[Start of Attachment]
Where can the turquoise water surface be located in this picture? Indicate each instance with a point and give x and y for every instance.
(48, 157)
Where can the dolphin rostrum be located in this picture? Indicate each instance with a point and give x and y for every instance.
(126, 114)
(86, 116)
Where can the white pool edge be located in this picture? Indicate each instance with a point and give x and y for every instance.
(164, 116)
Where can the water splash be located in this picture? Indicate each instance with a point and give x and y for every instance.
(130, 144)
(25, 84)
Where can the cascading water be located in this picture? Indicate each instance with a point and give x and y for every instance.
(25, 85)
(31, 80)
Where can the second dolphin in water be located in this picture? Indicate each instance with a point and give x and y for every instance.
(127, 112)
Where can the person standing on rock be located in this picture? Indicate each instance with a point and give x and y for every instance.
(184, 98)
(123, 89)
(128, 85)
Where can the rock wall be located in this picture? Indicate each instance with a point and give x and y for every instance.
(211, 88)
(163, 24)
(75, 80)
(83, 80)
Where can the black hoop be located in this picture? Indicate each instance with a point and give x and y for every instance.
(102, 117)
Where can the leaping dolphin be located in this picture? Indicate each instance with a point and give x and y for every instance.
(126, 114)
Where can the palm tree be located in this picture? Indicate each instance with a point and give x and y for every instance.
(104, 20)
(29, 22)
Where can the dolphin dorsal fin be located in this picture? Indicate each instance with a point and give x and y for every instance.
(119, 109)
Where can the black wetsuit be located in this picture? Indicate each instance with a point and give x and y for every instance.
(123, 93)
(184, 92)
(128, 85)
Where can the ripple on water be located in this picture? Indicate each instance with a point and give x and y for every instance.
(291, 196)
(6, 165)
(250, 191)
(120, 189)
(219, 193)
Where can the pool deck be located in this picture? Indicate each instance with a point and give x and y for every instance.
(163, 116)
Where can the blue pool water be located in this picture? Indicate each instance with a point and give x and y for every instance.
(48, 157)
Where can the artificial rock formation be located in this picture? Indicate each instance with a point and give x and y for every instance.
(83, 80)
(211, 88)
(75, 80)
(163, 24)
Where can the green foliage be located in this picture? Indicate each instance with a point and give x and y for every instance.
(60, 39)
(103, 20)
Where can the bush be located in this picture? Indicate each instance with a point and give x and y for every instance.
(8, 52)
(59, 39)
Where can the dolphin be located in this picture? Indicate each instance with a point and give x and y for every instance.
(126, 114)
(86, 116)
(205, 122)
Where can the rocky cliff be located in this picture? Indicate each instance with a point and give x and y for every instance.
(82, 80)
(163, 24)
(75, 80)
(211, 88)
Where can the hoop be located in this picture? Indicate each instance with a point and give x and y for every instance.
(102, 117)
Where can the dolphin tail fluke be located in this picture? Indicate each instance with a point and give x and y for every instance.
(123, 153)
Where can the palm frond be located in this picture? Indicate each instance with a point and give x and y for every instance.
[End of Attachment]
_Your goal_
Answer with an exact copy of the lines from the one containing "Where can the dolphin tail" through the end of the entries above, leaving out everything before.

_Output of the task_
Where can the dolphin tail fluke be located in this picture? Indicate each instance with a point and give x and y for every instance.
(123, 153)
Where can the palm frond be located in this picture? Indicate each instance with a point and give x and y for every instance.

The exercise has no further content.